▶ _What to do_
Retype every line of the listing below without changing anything.

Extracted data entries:
* * * *
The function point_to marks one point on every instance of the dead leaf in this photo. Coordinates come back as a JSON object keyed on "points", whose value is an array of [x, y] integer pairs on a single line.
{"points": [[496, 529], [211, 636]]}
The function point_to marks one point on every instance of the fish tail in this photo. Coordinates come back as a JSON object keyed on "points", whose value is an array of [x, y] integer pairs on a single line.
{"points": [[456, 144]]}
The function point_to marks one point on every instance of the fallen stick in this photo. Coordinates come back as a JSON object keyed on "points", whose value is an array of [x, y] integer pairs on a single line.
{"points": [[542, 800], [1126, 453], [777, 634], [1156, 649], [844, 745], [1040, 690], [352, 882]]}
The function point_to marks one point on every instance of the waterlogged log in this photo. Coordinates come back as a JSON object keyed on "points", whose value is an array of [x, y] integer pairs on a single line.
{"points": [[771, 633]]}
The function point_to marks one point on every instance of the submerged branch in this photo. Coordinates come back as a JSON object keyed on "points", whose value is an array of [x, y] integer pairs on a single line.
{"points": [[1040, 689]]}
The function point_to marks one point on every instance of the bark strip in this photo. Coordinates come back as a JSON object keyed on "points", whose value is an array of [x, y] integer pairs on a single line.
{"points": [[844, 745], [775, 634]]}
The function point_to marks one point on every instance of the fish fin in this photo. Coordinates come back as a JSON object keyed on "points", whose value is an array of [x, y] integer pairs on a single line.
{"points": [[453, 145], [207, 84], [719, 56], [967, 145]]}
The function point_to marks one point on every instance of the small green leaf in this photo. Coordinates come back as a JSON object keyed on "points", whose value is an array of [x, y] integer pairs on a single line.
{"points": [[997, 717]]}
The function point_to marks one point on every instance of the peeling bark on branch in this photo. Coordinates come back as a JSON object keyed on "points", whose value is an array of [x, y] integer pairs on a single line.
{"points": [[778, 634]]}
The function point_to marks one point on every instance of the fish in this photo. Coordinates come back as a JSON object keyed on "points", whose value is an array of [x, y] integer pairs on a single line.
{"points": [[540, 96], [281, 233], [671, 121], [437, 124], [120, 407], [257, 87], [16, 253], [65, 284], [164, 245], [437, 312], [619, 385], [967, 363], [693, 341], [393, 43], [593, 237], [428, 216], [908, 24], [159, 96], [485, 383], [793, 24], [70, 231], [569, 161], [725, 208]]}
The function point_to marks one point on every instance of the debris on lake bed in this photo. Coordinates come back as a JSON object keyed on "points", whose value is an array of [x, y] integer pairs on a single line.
* * * *
▶ _Written response_
The function point_to marks one point on every instance of the dead leaf in this photo. Coordinates come back as a JSON object keyed on "points", whose value is an array of [x, y] integer pairs on a single line.
{"points": [[496, 529], [211, 636]]}
The function point_to marks one point on every instance of the fish tail in this photo. Coordinates come back as a JSON object keyed on "points", whose value is an array of [x, y] integer pairs on a single line.
{"points": [[456, 144]]}
The function point_to marks one point on every instance of the fallen stick in this photo. Coordinates come back as a JSON object keyed on "points", whose value is an array of [x, y] integer pairs on a single line.
{"points": [[542, 800], [1126, 453], [777, 634], [1156, 649], [844, 745], [1040, 690], [352, 882]]}
The function point_to marks one point on every instance of the waterlogged log in this photo. Coordinates come back as a JSON object keyed on "points", whose value is an array of [x, y] integer pairs on a single line.
{"points": [[771, 633]]}
The function point_to marks one point on every instance of the submerged branch in this photo. Coordinates come back as a JSON object keyed on "points", whose value is an array of [x, y] integer pairs on a single line.
{"points": [[1040, 689]]}
The function point_to marks one point on every instance of the bark strip in this photo. Coordinates come back as a JSON object keyed on "points", whose value is an array of [x, y] integer pairs on a single line.
{"points": [[844, 745], [775, 634]]}
The function point_to marks one point on every instance of the fish fin in this photo. Coordinates come back as a JSON object keyed on "points", whose value is an array of [x, y] integer pairs on a single line.
{"points": [[453, 145], [207, 84], [719, 56], [967, 145]]}
The function point_to marks one point on every instance of the small green leaf in this photo. Coordinates come back as a JSON object keyed on "points", whose value is an array of [x, y] integer pairs on a single line.
{"points": [[997, 717]]}
The function point_to marks one point on every instance of the peeling bark on branch in this photo. Coordinates come back as a JSON object keyed on "points", whose value is an array of [x, y] integer pairs on a single line.
{"points": [[778, 634]]}
The function point_to marks one point on every instance of the fish in this photo. Coordinates come back as a JSON object keyed on "points", whose value is an array of [x, y] integer pairs on a single line.
{"points": [[540, 96], [281, 233], [671, 121], [437, 124], [120, 407], [257, 87], [16, 253], [65, 284], [164, 245], [437, 312], [619, 385], [967, 363], [693, 341], [393, 43], [593, 237], [428, 216], [908, 24], [159, 96], [485, 383], [793, 24], [70, 231], [569, 161], [725, 208]]}
The function point_to marks one point on every instance of the debris on lake bed in this photo. Coordinates come back as a JSON object keyed on "points", whose value is an array of [x, y] integer pairs on a single line.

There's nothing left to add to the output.